▶ _Your instructions_
Keep the pictures out of your copy. Transcribe the records below exactly.

▶ _Excerpted records_

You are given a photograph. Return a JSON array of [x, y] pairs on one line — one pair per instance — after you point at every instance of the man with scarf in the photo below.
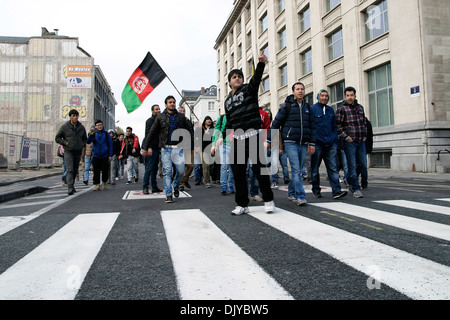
[[326, 146]]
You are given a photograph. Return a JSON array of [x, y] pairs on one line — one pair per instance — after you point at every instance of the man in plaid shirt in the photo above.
[[352, 129]]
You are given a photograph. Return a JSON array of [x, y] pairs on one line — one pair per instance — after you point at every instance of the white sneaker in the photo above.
[[257, 198], [239, 210], [269, 206]]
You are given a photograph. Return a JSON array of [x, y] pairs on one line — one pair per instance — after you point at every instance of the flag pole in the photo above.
[[183, 99]]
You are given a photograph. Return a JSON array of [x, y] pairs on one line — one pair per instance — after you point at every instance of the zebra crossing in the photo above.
[[210, 265]]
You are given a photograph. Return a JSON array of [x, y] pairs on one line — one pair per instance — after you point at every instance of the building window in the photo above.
[[335, 45], [265, 48], [263, 22], [381, 100], [331, 4], [283, 76], [377, 21], [281, 6], [337, 95], [305, 19], [282, 38], [307, 61], [266, 84]]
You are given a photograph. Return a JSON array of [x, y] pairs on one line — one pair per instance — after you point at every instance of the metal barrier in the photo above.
[[22, 152]]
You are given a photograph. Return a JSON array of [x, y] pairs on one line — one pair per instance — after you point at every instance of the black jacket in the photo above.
[[296, 123], [161, 127], [242, 108]]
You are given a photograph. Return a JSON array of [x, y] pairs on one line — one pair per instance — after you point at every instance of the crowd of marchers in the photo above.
[[234, 151]]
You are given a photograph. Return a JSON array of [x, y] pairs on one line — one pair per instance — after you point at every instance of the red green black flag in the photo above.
[[142, 82]]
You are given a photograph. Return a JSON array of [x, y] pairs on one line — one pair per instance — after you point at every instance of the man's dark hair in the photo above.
[[296, 84], [350, 89], [73, 111], [169, 97]]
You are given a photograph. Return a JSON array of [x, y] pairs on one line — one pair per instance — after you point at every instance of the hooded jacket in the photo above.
[[324, 124], [161, 127], [74, 135], [101, 144], [296, 124], [241, 108]]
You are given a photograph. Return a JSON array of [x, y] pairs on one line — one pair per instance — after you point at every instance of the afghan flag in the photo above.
[[142, 82]]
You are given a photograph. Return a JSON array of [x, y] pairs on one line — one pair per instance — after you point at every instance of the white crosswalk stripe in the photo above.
[[56, 269], [208, 264]]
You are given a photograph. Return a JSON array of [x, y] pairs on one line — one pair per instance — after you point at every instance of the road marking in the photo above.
[[138, 195], [432, 229], [57, 267], [209, 265], [414, 276], [417, 206]]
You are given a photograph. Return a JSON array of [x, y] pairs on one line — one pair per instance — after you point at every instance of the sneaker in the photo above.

▶ _Solved exercise_
You are given a photograph. Return a JSON array of [x, y] pairs on one line — one pair per instance — after you point at every instance of the man with scarf in the photo below.
[[326, 146]]
You are given a photograph. Return a JSON array of [x, y] pairs on one line — one pair per instance — after you point at every instance of the man in plaid shirt in the photo above.
[[352, 129]]
You are given a photograph. Return a JSON array of [x, y] pairs on one line — one pair per instance — after you point at every instance of the white sneaker in the photo above.
[[257, 198], [239, 210], [269, 206]]
You are given a photograph. Return a JSON array of [x, y] pairs on one line — one pair per instance — after you point at every instance of the flag pole in the photo above.
[[183, 99]]
You are given a photograph. Return a JSON array of [x, y] pairs on one line — one pair per instance — after you point at every instance of the zebra crossing in the photo above.
[[210, 265]]
You are given a photograph. Return a JSON array of [x, y] pairs on one line — one pair per instance — after you point at every instance of the building window in the photo above.
[[335, 45], [265, 48], [263, 22], [381, 100], [331, 4], [283, 76], [377, 21], [281, 6], [337, 95], [305, 19], [282, 38], [307, 61], [266, 84]]
You are given a photograph. Return a JSON array of [x, y] pairs on one line — one pair per instance — after you point at every instance of the metal barrier in the photo above.
[[22, 152]]
You are given a photograph. Return a JSON array of [x, y] pairs on one line — one pair per instance — after you point at every instance of the black jacket in the photo above.
[[296, 123], [161, 127], [242, 108]]
You are given a photograph. Return a JSON array of [x, y] pairs on one line — one pair per instance — after you point at every instance of the crowd of marchers in the photo above.
[[234, 151]]
You are given a photograph. Return a JSON array of [x, y] pairs on one line — one pair per instance — after you point at every instance of the red green black flag in the photo above.
[[142, 82]]
You are given a photograph. Return a JSON array of [x, y] pairs on one line — one pair per instance — after you point at every instance of the man's dark hair in the photo above.
[[296, 84], [350, 89], [73, 111], [169, 97]]
You are given a photograph. Return a JSON array of [x, y] pairs on one line — one pair per instance — after you point at every instance of the hooded jacket in the photo above.
[[324, 124], [161, 127], [74, 135], [101, 144], [296, 124], [241, 108]]
You are given a photograph. Return a JSON array of [x, y] pairs on one line — one pair per instance — after you point at every instance of the afghan flag in the photo above.
[[142, 82]]
You are given a photograph. Return a JSON array of [x, y] pairs on one line — one pair per instance — after you point at every instance of the white crosswalk stripe in the photo above.
[[56, 269], [208, 264]]
You are given a photograph. Return a JSON array of [x, y] pairs on one line — one pair per instance — after you point at every instance of the road marking in the photo above.
[[138, 195], [432, 229], [57, 267], [209, 265], [414, 276], [417, 206]]
You are given a photograph. Return a JSON array of [x, y] pairs on one line — one pair per instance — after you point at every instance of the sneaker in the photo above.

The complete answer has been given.